• [Short task] Reproduce the line that contains "target | exhaust stack" and every line after it through the end of the records, exactly, with nothing added.

• [Extracted material]
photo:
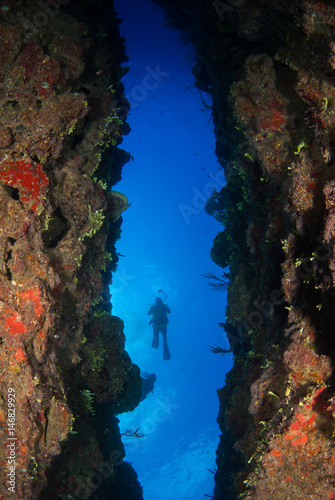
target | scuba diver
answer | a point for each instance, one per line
(159, 323)
(148, 382)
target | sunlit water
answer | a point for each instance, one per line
(166, 241)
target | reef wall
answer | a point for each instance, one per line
(64, 371)
(269, 67)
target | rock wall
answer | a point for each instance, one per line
(64, 371)
(270, 69)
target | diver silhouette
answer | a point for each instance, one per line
(159, 323)
(148, 382)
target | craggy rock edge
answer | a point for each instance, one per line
(269, 67)
(64, 371)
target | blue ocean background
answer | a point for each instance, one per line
(165, 244)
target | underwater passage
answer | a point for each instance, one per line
(269, 68)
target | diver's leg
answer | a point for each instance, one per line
(166, 352)
(155, 338)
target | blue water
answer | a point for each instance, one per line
(166, 241)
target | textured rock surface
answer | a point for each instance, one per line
(269, 67)
(63, 365)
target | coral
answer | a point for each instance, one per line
(60, 122)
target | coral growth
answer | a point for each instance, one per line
(63, 364)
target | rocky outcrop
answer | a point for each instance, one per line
(269, 67)
(64, 371)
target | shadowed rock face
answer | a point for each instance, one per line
(269, 67)
(63, 365)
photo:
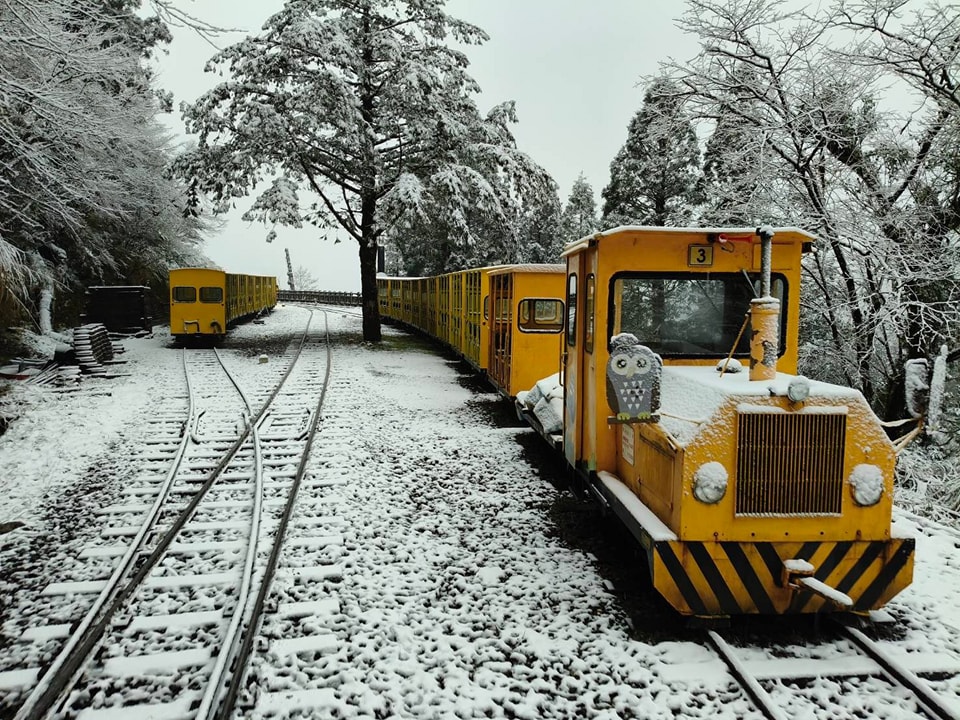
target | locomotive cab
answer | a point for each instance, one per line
(751, 492)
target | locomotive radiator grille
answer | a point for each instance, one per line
(790, 463)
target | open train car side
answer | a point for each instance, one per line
(525, 325)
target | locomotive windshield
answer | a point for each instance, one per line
(689, 315)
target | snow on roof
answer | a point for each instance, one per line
(689, 396)
(581, 243)
(529, 268)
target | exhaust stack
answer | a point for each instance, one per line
(764, 317)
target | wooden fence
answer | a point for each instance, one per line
(320, 297)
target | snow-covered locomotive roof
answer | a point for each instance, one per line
(689, 396)
(578, 245)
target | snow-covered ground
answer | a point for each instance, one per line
(472, 586)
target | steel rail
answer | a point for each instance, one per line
(760, 697)
(242, 657)
(932, 704)
(53, 688)
(26, 710)
(226, 657)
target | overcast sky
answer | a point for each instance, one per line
(572, 66)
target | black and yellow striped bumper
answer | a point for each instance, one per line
(733, 578)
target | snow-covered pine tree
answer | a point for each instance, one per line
(655, 177)
(869, 182)
(85, 196)
(580, 213)
(363, 108)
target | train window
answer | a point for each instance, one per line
(688, 315)
(588, 310)
(182, 293)
(540, 315)
(211, 294)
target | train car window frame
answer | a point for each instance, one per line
(188, 297)
(211, 294)
(590, 313)
(572, 310)
(683, 346)
(537, 325)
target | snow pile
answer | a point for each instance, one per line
(545, 401)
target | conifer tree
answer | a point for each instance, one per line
(580, 212)
(655, 177)
(367, 110)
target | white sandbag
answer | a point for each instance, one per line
(550, 415)
(548, 385)
(530, 397)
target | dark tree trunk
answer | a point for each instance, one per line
(368, 292)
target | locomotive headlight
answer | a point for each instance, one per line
(866, 484)
(798, 390)
(710, 483)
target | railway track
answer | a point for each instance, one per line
(182, 567)
(808, 680)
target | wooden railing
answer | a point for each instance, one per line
(320, 297)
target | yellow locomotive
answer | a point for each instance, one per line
(756, 491)
(205, 302)
(751, 489)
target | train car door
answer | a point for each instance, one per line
(573, 363)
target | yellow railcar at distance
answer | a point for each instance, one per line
(504, 320)
(205, 302)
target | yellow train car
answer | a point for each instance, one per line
(526, 325)
(205, 302)
(755, 491)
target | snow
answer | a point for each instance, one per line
(452, 593)
(689, 396)
(867, 482)
(710, 482)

• [Problem solution]
target | exhaust stack
answer | a point for each instance, one per line
(764, 317)
target | wooden fence
answer | a point for each instance, one per line
(320, 297)
target | snow-covered locomotive roof
answer | a point for each instance, one per line
(689, 396)
(578, 245)
target | snow-covered ground
answer | a point for each instance, one per line
(472, 586)
target | steel rail
answer | a point for each instance, one per line
(760, 697)
(242, 657)
(932, 704)
(53, 688)
(26, 710)
(226, 657)
target | overcast sky
answer | a point for each instance, one per line
(572, 66)
target | black and yellow striped bumper
answer | a point for each instance, one per line
(733, 578)
target | snow-covered pine tree
answer | a point for each instance, one per line
(655, 177)
(869, 182)
(85, 196)
(580, 213)
(363, 108)
target | train window
answer | a point for each instance, one per line
(688, 315)
(588, 310)
(182, 293)
(540, 315)
(211, 294)
target | train car window frame
answer | a point for each instance, one per line
(188, 297)
(211, 294)
(590, 313)
(572, 310)
(683, 346)
(537, 325)
target | snow pile
answer | a point for each instance, one per line
(545, 401)
target | conifer tree
answer | a point for each instance, one per line
(580, 212)
(655, 177)
(367, 110)
target | white sandbag
answer | a point for each instance, one per line
(550, 415)
(548, 385)
(530, 397)
target | dark tree trunk
answer | a point for each instance, one per line
(368, 292)
target | locomotive headlight
answer | a point for each instance, one per line
(866, 484)
(798, 390)
(710, 483)
target | railway track
answer | a point for each instance, one per line
(182, 567)
(808, 680)
target | wooden railing
answer | a point for each instance, one per line
(320, 297)
target | yellow locomotive
answer | a point for each instance, one per line
(756, 491)
(205, 302)
(751, 489)
target | train car door
answer | a point for each instance, one per line
(573, 363)
target | yellow railcar at distance
answer | a point for each instance, one per line
(504, 320)
(205, 302)
target | yellow train car
answer | a point for each instance, one per line
(526, 325)
(205, 302)
(755, 491)
target | snow
answer | a point for each instance, one per line
(452, 593)
(689, 396)
(867, 482)
(710, 482)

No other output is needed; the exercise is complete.